• [Instructions to follow]
Please return every line in the records that contains the word "handle".

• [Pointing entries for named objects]
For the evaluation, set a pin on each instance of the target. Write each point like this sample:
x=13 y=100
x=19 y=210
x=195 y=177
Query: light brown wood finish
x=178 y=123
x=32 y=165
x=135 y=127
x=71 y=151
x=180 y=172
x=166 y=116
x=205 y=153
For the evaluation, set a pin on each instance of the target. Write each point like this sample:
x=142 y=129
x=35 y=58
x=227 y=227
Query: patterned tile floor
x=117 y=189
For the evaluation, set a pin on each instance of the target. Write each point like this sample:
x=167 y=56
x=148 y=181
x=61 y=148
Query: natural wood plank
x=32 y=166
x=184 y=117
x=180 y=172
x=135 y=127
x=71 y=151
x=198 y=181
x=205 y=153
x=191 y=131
---
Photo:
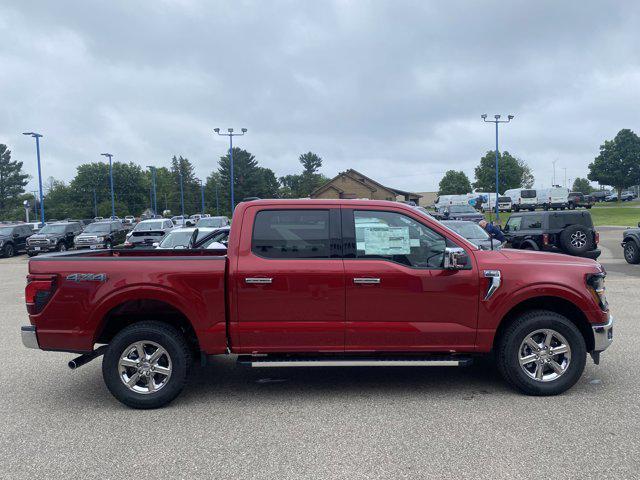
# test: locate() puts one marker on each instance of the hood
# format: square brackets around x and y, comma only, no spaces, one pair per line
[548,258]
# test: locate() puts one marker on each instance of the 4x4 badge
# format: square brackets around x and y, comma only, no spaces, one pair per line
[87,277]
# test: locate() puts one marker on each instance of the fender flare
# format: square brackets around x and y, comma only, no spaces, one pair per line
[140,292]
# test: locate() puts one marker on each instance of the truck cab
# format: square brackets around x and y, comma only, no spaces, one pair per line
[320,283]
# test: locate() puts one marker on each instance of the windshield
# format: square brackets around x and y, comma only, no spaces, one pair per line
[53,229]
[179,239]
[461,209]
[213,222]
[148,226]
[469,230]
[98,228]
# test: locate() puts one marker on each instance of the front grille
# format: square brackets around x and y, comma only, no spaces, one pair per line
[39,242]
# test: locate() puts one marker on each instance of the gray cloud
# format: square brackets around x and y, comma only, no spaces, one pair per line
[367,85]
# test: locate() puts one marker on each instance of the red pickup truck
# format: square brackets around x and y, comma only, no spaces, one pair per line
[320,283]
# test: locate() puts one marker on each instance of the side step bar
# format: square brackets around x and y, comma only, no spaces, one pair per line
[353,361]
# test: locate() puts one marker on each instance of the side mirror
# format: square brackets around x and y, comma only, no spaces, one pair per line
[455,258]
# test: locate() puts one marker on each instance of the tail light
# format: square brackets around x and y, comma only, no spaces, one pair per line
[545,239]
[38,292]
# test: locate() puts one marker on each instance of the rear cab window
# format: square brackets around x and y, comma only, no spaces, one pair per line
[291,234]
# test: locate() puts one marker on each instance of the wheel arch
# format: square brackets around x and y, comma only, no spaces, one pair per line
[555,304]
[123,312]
* * *
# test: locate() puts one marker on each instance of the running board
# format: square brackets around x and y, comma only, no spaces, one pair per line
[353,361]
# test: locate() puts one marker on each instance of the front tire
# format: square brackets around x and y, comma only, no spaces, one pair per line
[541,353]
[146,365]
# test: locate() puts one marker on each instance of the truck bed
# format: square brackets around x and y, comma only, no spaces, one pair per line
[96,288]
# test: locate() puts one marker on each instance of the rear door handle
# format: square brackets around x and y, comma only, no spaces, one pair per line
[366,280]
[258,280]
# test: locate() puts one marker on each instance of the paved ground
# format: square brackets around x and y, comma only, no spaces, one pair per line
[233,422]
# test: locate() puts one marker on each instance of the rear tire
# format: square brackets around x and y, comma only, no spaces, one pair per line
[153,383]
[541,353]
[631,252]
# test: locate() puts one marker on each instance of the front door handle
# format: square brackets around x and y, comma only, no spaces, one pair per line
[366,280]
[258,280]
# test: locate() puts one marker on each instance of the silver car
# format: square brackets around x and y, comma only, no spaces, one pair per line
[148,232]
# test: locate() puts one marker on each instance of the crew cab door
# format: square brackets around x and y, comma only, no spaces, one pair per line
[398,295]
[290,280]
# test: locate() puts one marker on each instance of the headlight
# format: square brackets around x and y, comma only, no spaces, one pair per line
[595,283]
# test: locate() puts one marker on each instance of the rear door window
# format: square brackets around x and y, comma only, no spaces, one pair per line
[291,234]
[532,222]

• [Written answer]
# test: locate() puts one marker on each instance of the rear door handle
# test: locate() puts one marker on each instance of the front door handle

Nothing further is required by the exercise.